> [MATERIAL PROVIDED]
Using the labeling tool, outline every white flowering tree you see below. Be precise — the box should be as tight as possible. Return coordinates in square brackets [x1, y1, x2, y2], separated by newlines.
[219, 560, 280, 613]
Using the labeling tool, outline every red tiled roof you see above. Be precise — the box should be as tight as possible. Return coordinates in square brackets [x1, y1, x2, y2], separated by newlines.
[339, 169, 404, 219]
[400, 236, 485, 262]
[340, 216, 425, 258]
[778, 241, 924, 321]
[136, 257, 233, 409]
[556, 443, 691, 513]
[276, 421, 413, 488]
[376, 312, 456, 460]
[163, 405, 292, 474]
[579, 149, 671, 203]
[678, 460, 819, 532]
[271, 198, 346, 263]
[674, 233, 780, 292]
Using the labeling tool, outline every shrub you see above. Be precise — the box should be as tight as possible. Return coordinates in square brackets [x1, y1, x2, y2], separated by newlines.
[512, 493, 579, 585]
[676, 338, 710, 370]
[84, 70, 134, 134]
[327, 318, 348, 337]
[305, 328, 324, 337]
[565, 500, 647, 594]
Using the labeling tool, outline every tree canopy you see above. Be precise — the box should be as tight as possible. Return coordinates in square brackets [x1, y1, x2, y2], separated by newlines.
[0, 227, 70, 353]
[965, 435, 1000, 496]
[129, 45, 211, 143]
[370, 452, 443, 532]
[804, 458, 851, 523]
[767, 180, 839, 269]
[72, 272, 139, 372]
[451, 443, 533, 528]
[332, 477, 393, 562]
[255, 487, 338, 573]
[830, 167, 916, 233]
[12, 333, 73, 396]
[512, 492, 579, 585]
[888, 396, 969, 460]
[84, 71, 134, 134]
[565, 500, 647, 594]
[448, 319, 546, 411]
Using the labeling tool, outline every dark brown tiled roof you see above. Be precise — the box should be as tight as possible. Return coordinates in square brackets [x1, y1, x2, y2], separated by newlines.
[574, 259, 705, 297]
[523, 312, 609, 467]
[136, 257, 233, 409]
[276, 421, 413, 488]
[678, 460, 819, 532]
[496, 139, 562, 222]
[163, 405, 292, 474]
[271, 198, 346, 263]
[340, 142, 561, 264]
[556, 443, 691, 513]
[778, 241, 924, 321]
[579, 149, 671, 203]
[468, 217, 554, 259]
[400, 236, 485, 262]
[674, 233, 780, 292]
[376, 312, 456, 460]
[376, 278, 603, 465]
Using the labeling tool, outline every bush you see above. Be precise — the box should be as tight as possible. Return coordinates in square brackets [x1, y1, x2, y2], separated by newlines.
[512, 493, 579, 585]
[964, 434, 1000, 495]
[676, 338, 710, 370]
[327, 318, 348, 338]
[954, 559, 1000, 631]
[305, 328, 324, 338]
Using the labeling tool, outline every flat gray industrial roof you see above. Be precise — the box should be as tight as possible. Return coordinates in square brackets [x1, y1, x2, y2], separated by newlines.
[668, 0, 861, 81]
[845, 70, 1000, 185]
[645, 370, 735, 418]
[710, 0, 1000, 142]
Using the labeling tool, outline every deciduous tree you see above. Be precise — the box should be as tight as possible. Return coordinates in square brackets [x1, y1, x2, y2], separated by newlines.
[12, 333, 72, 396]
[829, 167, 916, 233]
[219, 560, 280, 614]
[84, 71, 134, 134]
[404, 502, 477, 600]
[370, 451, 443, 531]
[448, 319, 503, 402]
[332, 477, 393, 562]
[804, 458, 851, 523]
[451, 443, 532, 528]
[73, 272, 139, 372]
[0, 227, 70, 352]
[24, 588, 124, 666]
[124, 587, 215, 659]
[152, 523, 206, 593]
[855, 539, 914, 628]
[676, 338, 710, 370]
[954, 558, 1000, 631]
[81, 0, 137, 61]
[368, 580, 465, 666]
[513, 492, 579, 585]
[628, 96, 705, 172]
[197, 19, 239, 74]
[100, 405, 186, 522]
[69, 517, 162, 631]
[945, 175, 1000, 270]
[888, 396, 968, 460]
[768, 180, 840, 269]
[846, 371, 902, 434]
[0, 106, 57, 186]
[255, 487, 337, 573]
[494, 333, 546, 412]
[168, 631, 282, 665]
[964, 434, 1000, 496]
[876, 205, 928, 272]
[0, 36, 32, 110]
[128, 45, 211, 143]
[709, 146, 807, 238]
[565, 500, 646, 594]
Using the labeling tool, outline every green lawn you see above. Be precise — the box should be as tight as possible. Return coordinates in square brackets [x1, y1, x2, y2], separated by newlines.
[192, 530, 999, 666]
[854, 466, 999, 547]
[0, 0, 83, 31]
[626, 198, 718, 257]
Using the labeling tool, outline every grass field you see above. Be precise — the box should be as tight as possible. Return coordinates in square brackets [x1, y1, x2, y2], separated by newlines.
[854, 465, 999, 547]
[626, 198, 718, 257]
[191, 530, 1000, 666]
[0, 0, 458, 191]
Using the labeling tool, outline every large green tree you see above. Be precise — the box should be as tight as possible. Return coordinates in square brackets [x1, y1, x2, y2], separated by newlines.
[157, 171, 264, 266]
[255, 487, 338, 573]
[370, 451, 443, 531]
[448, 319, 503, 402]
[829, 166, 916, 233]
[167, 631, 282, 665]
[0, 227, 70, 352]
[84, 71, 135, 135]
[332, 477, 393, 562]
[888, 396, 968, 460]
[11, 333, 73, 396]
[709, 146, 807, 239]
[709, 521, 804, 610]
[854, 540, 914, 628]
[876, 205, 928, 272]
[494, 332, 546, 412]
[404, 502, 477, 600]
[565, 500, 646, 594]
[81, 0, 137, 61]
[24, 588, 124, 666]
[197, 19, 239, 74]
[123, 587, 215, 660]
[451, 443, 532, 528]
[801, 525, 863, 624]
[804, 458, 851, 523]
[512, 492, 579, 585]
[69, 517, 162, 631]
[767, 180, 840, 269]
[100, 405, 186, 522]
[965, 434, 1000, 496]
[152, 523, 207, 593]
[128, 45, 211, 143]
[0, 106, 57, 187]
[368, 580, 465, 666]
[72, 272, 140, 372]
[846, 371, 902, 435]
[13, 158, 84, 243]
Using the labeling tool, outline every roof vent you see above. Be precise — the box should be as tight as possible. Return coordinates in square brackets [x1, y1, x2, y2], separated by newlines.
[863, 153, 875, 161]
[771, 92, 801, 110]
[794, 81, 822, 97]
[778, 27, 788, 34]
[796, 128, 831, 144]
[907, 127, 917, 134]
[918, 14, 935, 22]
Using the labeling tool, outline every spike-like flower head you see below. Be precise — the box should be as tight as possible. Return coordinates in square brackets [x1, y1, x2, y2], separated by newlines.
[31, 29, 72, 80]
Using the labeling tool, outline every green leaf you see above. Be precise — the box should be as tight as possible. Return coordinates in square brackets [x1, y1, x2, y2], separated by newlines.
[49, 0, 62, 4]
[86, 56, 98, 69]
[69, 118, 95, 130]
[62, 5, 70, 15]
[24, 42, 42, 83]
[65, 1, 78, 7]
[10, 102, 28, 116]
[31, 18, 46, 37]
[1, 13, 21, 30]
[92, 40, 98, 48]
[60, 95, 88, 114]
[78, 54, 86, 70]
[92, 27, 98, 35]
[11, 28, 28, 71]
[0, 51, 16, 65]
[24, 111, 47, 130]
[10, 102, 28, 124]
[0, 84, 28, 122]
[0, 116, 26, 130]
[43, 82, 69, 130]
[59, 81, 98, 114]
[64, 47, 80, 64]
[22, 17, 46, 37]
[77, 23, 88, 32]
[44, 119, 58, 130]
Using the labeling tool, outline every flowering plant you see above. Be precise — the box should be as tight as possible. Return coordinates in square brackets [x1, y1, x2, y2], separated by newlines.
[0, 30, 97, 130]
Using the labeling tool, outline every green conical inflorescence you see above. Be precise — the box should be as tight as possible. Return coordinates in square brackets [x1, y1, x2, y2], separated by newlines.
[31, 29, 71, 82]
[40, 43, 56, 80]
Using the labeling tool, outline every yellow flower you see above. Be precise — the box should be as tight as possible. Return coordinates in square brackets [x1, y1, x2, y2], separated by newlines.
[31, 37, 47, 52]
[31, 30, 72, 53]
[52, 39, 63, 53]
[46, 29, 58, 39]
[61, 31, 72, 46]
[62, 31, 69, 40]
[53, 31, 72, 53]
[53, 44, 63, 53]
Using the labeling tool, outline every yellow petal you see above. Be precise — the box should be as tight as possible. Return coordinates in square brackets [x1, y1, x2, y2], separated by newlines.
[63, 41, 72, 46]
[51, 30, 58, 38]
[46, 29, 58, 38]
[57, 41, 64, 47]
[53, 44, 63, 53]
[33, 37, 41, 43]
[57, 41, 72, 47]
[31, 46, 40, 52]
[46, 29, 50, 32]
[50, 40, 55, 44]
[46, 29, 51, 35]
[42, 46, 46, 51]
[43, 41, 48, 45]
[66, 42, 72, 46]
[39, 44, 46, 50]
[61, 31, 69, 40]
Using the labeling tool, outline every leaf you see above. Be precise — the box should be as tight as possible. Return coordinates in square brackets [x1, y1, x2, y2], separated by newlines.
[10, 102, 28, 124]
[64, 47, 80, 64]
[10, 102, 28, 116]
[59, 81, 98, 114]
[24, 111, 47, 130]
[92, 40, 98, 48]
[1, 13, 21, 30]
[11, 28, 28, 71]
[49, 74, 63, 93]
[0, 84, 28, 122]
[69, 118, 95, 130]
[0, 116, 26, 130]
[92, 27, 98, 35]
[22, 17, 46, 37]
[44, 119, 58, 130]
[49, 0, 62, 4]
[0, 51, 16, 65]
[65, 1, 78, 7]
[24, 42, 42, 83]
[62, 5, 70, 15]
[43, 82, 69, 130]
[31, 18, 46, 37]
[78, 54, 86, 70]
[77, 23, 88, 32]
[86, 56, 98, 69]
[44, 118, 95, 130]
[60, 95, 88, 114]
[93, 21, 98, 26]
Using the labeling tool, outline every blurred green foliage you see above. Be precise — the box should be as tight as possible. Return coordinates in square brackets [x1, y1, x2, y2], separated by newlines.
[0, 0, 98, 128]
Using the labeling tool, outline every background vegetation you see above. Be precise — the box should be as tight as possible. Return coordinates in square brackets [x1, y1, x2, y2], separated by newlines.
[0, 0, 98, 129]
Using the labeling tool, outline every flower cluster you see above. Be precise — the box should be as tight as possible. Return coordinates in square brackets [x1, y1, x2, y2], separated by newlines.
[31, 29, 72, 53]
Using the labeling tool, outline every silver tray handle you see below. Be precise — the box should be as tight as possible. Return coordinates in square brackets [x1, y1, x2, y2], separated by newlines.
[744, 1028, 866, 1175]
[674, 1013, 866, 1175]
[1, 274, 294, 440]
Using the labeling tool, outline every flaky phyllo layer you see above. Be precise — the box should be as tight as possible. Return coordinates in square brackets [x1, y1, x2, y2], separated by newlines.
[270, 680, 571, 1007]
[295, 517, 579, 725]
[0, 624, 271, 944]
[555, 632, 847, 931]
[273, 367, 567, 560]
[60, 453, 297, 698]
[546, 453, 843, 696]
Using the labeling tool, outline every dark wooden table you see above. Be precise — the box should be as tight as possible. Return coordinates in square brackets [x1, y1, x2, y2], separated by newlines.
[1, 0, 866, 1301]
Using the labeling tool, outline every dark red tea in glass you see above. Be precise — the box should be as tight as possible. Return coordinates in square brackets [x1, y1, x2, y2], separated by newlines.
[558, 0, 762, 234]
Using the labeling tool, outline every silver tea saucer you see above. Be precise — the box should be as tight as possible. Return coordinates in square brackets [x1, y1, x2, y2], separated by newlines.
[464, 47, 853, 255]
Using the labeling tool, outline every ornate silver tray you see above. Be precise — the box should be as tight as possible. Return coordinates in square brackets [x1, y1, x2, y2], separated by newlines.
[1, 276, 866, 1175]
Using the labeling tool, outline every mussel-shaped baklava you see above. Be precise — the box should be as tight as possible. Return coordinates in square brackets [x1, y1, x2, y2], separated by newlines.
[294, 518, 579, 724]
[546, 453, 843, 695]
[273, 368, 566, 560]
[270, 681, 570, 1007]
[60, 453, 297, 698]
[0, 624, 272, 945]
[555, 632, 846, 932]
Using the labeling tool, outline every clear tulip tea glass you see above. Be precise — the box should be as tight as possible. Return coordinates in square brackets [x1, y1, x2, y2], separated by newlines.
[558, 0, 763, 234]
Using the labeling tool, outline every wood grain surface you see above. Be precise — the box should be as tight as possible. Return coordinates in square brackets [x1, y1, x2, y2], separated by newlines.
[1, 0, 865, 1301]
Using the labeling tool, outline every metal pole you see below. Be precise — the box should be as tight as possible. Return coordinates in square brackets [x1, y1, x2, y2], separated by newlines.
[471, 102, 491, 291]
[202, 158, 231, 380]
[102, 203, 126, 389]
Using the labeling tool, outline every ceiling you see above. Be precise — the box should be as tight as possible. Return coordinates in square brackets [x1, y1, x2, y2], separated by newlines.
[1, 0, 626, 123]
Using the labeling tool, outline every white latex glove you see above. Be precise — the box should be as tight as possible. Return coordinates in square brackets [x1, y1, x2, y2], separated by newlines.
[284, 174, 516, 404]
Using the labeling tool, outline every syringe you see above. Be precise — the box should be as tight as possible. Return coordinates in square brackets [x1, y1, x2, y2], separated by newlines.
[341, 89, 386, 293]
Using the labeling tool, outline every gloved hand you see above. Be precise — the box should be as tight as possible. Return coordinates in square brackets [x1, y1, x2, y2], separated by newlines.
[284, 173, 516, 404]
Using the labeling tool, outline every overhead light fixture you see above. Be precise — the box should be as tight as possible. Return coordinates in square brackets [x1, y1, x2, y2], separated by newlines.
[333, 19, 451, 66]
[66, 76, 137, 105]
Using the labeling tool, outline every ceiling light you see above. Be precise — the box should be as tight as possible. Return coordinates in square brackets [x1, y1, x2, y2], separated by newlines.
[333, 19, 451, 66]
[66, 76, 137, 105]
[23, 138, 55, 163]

> [TASK REQUIREMENTS] Output, unchanged, only the lines from the one that holds "Using the labeling tool, outline every white latex" through the last line of the material above.

> [SOLUTION TO THE EXERCISE]
Using the labeling tool, outline every white latex glove you see above. Be precise — the box should be as tight as possible. Return coordinates in square brackets [x1, y1, x2, y2], separated by newlines.
[284, 174, 516, 404]
Using the labeling tool, outline every syringe you see above. Be precise — the box should be as tight as possible. Return coordinates in square brackets [x1, y1, x2, y2], separated by newlines.
[341, 89, 386, 293]
Using the labeling tool, outline every gloved hand you see above. Be precise — the box should be as tight as possible. Return coordinates in square brackets [x1, y1, x2, y2], separated by newlines.
[284, 173, 516, 404]
Using the labeling tool, outline every overhead light fixture you see above. Be precise — the box should be as tight as possible. Return coordinates in square brackets [x1, y1, x2, y2], separated by newlines.
[333, 19, 451, 66]
[66, 76, 137, 105]
Using the labeling tool, outline every ceiling light you see above. Be precise — the box should be as tight as possible. Return coordinates in square brackets [x1, y1, x2, y2], separated by newlines.
[333, 19, 451, 66]
[66, 76, 137, 105]
[23, 138, 55, 163]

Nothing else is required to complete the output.